■ **Document excerpt**
┌────────

2. They have the ability.
– Insurance companies have the technical ability to track your online activity today — whether by interacting with consumers online, tracking behavior through telematics or usage-based insurance devices, or simply purchasing data about consumers.
– Property and casualty insurers admit they are investing in new digital monitoring technologies such as predictive modeling, social media tracking, and text mining.
3. They are already doing it.
– Insurers are already tracking your online activity for purposes other than setting rates, such as fraud detection, claims processing, and marketing.
– Insurers in most states engage in price optimization, in which an insurer uses online behavior monitoring and predictive modeling to gauge whether a customer will accept a price increase or not. (Many consumers and regulators say price optimization is unfair because it could charge consumers with the same risk level different rates for the same coverage. Price optimization is now restricted or prohibited in 20 states.)
Key Finding 3
Survey: Which Digital Footprint Data Points are Fair to Use in Auto Insurance?
While digital footprint data points referenced in this study are not approved (or not yet approved) rating factors, how would people feel if they were?

└────────

■ **What you should do**
Copy the part of the insurance tracking text that runs from "2. They have" up to and including "processing, and marketing.".

■ **Supplied data**
┌────────

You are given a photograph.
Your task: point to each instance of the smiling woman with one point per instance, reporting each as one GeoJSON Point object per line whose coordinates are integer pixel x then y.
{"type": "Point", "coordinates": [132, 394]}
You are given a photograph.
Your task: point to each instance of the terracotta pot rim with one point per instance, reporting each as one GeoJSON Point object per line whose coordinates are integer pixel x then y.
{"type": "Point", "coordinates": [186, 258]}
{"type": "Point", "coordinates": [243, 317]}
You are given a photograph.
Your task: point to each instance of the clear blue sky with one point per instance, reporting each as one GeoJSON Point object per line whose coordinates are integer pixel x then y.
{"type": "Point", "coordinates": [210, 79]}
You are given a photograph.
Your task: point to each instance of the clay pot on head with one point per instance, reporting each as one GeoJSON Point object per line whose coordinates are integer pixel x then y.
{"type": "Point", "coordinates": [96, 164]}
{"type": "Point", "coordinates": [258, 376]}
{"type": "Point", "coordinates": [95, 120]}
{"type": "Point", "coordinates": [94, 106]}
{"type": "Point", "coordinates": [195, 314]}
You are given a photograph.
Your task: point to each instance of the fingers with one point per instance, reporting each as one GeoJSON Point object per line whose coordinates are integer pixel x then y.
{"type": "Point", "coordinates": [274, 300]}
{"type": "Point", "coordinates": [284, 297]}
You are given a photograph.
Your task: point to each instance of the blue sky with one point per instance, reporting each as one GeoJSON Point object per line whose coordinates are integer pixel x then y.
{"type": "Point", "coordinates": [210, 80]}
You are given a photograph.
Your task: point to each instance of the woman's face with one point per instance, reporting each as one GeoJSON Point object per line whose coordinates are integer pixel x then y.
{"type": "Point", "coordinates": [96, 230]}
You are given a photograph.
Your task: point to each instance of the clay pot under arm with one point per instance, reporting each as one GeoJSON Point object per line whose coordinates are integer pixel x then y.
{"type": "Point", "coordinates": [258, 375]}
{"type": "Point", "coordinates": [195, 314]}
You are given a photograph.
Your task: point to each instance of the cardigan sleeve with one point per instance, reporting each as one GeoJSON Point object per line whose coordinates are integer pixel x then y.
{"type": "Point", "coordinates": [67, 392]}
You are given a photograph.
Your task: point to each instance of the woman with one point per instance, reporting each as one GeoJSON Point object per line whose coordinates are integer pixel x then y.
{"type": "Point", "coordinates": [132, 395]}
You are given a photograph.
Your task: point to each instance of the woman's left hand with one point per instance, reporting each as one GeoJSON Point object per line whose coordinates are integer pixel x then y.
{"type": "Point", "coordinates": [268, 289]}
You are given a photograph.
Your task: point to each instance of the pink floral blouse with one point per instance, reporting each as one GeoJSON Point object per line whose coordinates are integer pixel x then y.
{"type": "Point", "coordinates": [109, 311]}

└────────
┌────────

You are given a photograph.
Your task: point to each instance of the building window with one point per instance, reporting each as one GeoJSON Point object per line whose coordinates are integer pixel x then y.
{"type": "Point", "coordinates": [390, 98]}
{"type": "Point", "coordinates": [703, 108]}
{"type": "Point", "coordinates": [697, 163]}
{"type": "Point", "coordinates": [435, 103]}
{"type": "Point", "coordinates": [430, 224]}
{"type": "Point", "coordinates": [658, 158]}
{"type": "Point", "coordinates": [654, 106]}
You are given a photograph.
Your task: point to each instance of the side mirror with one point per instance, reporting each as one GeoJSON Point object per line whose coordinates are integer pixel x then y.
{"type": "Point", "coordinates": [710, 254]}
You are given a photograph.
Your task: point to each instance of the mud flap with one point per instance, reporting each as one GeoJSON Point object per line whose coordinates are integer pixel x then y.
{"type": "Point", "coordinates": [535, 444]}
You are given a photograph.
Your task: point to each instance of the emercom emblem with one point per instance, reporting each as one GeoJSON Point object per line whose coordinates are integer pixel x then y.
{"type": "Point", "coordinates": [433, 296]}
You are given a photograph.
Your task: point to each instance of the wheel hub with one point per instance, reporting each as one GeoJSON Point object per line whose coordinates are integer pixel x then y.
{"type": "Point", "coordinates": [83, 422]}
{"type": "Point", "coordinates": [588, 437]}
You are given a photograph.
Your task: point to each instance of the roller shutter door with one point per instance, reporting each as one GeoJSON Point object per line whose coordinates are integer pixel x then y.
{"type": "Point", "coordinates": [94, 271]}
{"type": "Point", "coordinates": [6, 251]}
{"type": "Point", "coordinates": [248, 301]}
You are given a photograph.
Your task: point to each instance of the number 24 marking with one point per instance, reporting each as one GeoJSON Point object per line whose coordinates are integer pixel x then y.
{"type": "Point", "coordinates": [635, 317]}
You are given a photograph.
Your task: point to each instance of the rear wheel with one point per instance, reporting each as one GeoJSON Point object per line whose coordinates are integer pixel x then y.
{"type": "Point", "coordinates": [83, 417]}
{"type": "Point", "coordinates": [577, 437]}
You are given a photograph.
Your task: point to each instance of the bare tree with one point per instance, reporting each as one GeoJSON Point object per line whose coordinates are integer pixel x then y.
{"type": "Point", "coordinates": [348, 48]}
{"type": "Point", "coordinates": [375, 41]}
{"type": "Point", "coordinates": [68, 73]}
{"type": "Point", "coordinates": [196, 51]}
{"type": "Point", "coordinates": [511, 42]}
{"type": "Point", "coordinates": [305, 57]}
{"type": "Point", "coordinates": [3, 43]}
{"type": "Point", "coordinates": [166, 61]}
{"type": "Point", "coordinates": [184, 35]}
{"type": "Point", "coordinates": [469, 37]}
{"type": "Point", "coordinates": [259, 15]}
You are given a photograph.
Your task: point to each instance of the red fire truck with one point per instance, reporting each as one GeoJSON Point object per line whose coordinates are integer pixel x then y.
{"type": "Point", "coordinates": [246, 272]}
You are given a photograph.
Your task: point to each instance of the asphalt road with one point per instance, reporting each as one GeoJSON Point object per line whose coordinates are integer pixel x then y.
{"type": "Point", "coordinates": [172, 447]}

└────────
┌────────

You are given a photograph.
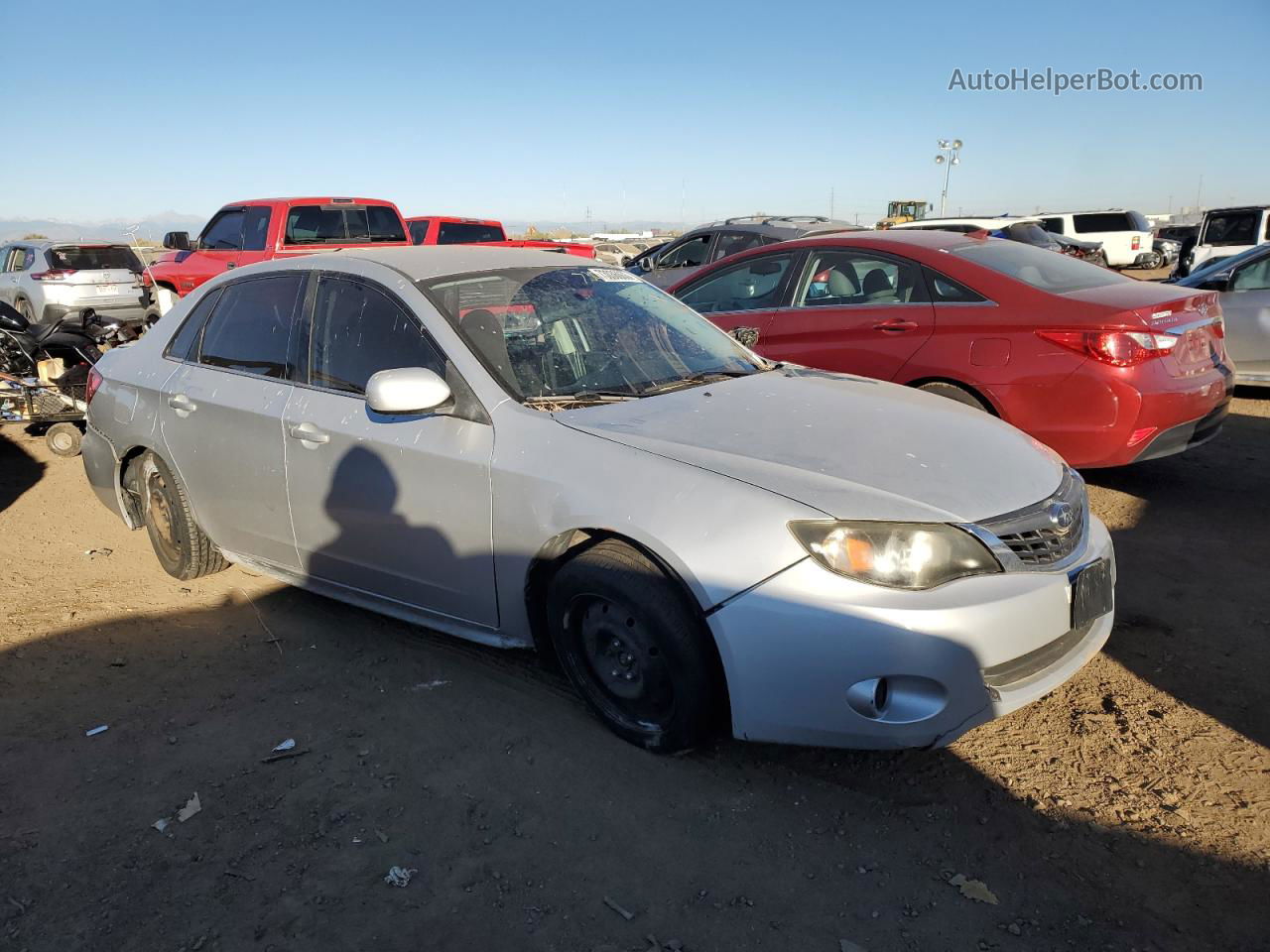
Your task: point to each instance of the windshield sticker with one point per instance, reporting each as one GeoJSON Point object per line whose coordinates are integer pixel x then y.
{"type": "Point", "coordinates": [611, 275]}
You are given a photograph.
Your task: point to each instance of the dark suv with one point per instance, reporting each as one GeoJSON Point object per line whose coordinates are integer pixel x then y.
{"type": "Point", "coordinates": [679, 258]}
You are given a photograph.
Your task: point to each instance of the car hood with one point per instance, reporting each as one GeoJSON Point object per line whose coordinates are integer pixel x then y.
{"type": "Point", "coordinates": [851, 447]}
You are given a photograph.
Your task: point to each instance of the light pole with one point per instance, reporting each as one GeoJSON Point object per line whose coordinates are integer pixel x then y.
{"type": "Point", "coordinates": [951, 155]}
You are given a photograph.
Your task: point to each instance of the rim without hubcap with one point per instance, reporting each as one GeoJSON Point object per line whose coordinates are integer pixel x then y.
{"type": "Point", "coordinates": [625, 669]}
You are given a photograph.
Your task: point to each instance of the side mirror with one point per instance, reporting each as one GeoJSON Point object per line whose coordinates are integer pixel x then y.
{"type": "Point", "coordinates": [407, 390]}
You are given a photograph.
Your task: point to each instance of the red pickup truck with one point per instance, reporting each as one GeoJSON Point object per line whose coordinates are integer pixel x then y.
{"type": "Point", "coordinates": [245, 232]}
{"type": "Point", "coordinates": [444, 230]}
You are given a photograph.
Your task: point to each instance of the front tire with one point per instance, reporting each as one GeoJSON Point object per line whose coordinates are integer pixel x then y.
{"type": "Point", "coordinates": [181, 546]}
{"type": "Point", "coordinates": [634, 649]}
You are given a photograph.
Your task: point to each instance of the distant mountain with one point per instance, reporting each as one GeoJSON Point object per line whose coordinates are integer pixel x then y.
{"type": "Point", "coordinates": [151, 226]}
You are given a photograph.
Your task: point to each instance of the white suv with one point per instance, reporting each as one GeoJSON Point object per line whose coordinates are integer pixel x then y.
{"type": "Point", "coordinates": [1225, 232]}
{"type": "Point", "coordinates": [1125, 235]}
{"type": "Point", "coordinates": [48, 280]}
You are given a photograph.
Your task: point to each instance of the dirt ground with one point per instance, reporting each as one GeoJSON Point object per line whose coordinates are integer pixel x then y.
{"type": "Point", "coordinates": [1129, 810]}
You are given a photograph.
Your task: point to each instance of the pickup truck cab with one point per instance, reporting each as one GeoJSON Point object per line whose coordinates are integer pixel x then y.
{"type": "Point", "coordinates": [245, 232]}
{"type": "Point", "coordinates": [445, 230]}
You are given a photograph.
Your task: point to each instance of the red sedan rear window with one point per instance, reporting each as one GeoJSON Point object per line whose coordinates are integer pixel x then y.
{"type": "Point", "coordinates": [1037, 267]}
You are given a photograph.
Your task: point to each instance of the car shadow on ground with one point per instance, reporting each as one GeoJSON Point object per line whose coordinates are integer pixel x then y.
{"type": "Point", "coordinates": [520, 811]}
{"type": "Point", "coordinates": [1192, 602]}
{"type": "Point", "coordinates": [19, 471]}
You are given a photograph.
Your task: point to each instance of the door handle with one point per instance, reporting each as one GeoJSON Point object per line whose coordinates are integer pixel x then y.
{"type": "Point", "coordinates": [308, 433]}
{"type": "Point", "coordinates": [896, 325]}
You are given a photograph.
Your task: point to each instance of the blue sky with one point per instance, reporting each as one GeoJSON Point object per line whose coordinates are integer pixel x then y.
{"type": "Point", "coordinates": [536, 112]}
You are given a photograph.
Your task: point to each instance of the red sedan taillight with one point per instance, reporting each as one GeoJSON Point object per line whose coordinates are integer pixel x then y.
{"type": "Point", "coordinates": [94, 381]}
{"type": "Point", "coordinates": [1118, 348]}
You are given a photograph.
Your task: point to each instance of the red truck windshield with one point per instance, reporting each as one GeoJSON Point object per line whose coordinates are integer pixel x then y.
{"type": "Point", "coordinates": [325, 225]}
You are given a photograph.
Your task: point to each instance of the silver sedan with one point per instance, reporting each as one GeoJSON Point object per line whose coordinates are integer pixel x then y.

└────────

■ **Exercise result**
2. They have the ability.
– Insurance companies have the technical ability to track your online activity today — whether by interacting with consumers online, tracking behavior through telematics or usage-based insurance devices, or simply purchasing data about consumers.
– Property and casualty insurers admit they are investing in new digital monitoring technologies such as predictive modeling, social media tracking, and text mining.
3. They are already doing it.
– Insurers are already tracking your online activity for purposes other than setting rates, such as fraud detection, claims processing, and marketing.